- _Problem_:
Can all of these lines be returned exactly?

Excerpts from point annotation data

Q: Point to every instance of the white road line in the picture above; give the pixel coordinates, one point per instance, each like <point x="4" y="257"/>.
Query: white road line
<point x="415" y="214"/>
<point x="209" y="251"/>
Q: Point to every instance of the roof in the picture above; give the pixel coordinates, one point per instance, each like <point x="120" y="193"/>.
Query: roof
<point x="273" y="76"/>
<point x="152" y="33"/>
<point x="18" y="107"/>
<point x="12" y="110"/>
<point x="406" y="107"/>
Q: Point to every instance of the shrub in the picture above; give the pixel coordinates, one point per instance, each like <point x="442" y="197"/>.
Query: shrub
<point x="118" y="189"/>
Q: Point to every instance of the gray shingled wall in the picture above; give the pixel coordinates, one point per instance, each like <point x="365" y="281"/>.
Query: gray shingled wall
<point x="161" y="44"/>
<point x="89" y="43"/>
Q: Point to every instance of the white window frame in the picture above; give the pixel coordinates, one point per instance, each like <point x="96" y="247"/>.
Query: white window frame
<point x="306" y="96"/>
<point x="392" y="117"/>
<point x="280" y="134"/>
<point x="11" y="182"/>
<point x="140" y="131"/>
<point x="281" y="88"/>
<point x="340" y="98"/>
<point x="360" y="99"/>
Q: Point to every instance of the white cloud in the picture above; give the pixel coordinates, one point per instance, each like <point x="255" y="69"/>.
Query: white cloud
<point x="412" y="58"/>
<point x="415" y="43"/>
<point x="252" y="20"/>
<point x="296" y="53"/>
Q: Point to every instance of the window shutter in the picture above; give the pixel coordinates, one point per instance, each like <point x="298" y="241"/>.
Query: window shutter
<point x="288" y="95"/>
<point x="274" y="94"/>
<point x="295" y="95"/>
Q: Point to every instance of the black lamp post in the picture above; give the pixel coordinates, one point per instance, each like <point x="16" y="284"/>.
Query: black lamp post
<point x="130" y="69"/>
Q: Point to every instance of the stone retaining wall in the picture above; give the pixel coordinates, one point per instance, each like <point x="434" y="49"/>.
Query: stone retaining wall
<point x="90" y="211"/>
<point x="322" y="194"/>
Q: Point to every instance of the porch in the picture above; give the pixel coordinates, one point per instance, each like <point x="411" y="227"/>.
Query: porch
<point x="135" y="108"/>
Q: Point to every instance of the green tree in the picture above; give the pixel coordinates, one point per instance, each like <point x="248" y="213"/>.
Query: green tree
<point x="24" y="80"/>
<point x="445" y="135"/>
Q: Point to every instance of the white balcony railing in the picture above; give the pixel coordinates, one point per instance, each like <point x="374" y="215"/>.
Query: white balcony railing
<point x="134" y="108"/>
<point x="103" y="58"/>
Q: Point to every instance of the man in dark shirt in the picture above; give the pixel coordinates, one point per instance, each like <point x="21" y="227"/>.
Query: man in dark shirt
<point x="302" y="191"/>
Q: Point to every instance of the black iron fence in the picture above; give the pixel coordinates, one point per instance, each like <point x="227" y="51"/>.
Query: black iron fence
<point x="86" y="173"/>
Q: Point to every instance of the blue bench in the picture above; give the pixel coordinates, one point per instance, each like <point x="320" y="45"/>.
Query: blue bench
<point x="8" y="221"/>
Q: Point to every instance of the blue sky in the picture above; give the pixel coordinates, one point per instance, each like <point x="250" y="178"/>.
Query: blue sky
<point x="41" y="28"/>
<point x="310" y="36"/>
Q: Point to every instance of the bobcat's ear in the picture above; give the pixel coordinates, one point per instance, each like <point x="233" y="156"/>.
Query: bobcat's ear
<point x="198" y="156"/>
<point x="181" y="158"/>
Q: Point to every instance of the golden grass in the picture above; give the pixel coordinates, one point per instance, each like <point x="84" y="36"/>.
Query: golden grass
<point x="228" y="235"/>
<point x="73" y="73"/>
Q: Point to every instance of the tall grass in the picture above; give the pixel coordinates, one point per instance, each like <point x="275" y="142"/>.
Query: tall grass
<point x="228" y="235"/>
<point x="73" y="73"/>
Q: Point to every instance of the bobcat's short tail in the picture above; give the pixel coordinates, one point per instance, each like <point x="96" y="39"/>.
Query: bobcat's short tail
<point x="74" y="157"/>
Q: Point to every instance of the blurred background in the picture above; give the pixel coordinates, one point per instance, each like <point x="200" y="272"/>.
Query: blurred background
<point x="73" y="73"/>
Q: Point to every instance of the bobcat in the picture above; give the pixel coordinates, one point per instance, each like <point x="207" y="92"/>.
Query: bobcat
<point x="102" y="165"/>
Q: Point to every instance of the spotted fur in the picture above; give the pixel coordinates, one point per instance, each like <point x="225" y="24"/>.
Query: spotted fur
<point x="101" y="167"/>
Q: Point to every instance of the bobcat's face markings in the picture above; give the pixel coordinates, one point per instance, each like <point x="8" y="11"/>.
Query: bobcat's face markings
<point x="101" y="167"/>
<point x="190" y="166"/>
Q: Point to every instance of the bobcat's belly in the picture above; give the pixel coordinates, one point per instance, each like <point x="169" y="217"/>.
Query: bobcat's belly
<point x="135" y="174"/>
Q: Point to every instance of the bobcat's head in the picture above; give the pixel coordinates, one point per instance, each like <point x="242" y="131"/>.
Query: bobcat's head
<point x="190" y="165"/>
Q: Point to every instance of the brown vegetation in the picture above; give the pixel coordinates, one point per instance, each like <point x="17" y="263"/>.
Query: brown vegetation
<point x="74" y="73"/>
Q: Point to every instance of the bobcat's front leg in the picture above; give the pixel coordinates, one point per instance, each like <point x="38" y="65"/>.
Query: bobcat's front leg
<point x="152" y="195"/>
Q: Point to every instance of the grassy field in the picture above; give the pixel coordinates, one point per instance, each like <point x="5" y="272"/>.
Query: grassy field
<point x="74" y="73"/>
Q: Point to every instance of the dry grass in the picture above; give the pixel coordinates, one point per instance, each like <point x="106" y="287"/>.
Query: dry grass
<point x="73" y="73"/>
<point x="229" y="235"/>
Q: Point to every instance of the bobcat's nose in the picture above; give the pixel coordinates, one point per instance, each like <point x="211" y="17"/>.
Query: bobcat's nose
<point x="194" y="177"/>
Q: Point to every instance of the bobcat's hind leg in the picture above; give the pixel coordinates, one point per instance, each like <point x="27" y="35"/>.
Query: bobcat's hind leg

- _Finished task_:
Q: Point to every instance of the white road line in the picture above; give the pixel coordinates, one point per instance, each like <point x="4" y="257"/>.
Query: white road line
<point x="415" y="214"/>
<point x="209" y="251"/>
Q: Point to every instance of the roof in the picture above; give the pixel coordinates, one point per instance, each like <point x="120" y="193"/>.
Query: roof
<point x="273" y="76"/>
<point x="152" y="33"/>
<point x="18" y="107"/>
<point x="12" y="110"/>
<point x="406" y="107"/>
Q: Point to every instance of the shrub in the picture above; give the pixel coordinates, one point per instance, each like <point x="442" y="197"/>.
Query: shrub
<point x="118" y="189"/>
Q: Point to every instance of the gray shingled wall in the picture above; give the pixel coordinates, one point per instance, each like <point x="365" y="281"/>.
Query: gray shingled wall
<point x="161" y="44"/>
<point x="89" y="43"/>
Q: Point to every instance of the white window frame in the picture above; give the pixel coordinates, one point per instance, each like <point x="96" y="247"/>.
Query: white window frame
<point x="306" y="96"/>
<point x="392" y="117"/>
<point x="280" y="134"/>
<point x="11" y="182"/>
<point x="140" y="131"/>
<point x="281" y="88"/>
<point x="340" y="98"/>
<point x="360" y="99"/>
Q: Point to every instance of the white cloud in the picture above; give the pixel coordinates, one point per instance, each like <point x="255" y="69"/>.
Query: white cloud
<point x="412" y="58"/>
<point x="415" y="43"/>
<point x="252" y="20"/>
<point x="296" y="53"/>
Q: Point to every instance of the window shutter in the picture above; give the pixel coordinates, one point per instance, each like <point x="298" y="241"/>.
Query: window shutter
<point x="288" y="95"/>
<point x="274" y="94"/>
<point x="295" y="95"/>
Q: Point to every instance of the black lamp post in the picture above; give the pixel coordinates, one point per instance, each like <point x="16" y="284"/>.
Query: black lamp post
<point x="130" y="69"/>
Q: Point to every instance of the stone retaining wall in the picture above; give the pixel coordinates, one point per instance, each like <point x="434" y="49"/>.
Query: stone retaining wall
<point x="90" y="211"/>
<point x="322" y="194"/>
Q: Point to every instance of the porch in the picture above; give the pixel coordinates, one point per instance, each like <point x="411" y="227"/>.
Query: porch
<point x="135" y="108"/>
Q: Point to every instance of the green tree in the picture above; give the pixel coordinates, one point per instance, each like <point x="248" y="213"/>.
Query: green tree
<point x="24" y="80"/>
<point x="445" y="135"/>
Q: Point to every instance of the white balcony railing in the picture above; give the pixel coordinates, one point per instance, each like <point x="374" y="215"/>.
Query: white balcony railing
<point x="134" y="108"/>
<point x="103" y="58"/>
Q: Point to every instance of the man in dark shirt in the picture above; give the pixel coordinates, one point per instance, each like <point x="21" y="227"/>.
Query: man in dark shirt
<point x="302" y="191"/>
Q: Point to every instance of the black iron fence in the picture above; give the pixel coordinates, one point per instance, each like <point x="227" y="51"/>.
Query: black iron fence
<point x="86" y="173"/>
Q: Point to every instance of the blue bench in the picture above; give the pixel coordinates, one point per instance, each like <point x="320" y="45"/>.
Query: blue bench
<point x="8" y="221"/>
Q: Point to every instance of the blue sky in the picture above; give the pixel coordinates, one point per instance, each like <point x="250" y="178"/>.
Query: blue sky
<point x="41" y="28"/>
<point x="310" y="36"/>
Q: Point to every instance of the bobcat's ear in the picture above; give the pixel coordinates, one point per instance, each like <point x="233" y="156"/>.
Query: bobcat's ear
<point x="198" y="156"/>
<point x="181" y="158"/>
Q: Point to every instance of the golden grass in the picture above; give the pixel coordinates, one point per instance, each like <point x="84" y="36"/>.
Query: golden grass
<point x="228" y="235"/>
<point x="73" y="73"/>
Q: Point to every instance of the tall grass in the picture above; give the pixel coordinates, one point per instance, each like <point x="275" y="142"/>.
Query: tall grass
<point x="228" y="235"/>
<point x="73" y="73"/>
Q: Point to every instance of the bobcat's short tail in the picture above; give the pixel coordinates, one point per instance, each like <point x="96" y="39"/>.
Query: bobcat's short tail
<point x="74" y="157"/>
Q: Point to every instance of the blurred background in the picture above; give the pixel coordinates, one point per instance, each like <point x="200" y="272"/>.
Query: blurred background
<point x="73" y="73"/>
Q: Point to every instance of the bobcat in the picture above; give the pixel coordinates, one point per instance, each like <point x="207" y="92"/>.
Query: bobcat
<point x="102" y="165"/>
Q: Point to every instance of the spotted fur in the picture above; give the pixel coordinates, one point per instance, each like <point x="225" y="24"/>.
Query: spotted fur
<point x="101" y="167"/>
Q: Point to every instance of the bobcat's face markings in the picture above; give the pixel coordinates, one point per instance, each like <point x="8" y="11"/>.
Query: bobcat's face markings
<point x="101" y="167"/>
<point x="190" y="166"/>
Q: Point to every instance of the bobcat's belly in the picture above; give the pixel coordinates, one point per instance, each like <point x="169" y="217"/>.
Query: bobcat's belly
<point x="135" y="174"/>
Q: Point to every instance of the bobcat's head in the picture above; give the pixel coordinates, one point per instance, each like <point x="242" y="131"/>.
Query: bobcat's head
<point x="190" y="165"/>
Q: Point to every instance of the brown vegetation in the picture above; give the pixel coordinates, one point per instance, each like <point x="17" y="263"/>.
Query: brown vegetation
<point x="74" y="73"/>
Q: Point to every instance of the bobcat's front leg in the picture above; give the pixel coordinates, one point per instance, each like <point x="38" y="65"/>.
Query: bobcat's front leg
<point x="152" y="195"/>
Q: Point to every instance of the grassy field in the picture above; give the pixel coordinates, one point per instance, each like <point x="5" y="272"/>.
Query: grassy field
<point x="74" y="73"/>
Q: Point to every instance of the dry grass in the picture above; give the pixel coordinates, one point per instance, each like <point x="106" y="287"/>.
Query: dry grass
<point x="73" y="73"/>
<point x="229" y="235"/>
Q: Point to every instance of the bobcat's nose in the picture above; give the pixel coordinates, one point per instance, each like <point x="211" y="17"/>.
Query: bobcat's nose
<point x="194" y="177"/>
Q: Point to every instance of the bobcat's hind leg in the picture above; give the pixel coordinates, one point per instance, each like <point x="27" y="35"/>.
Query: bobcat's hind leg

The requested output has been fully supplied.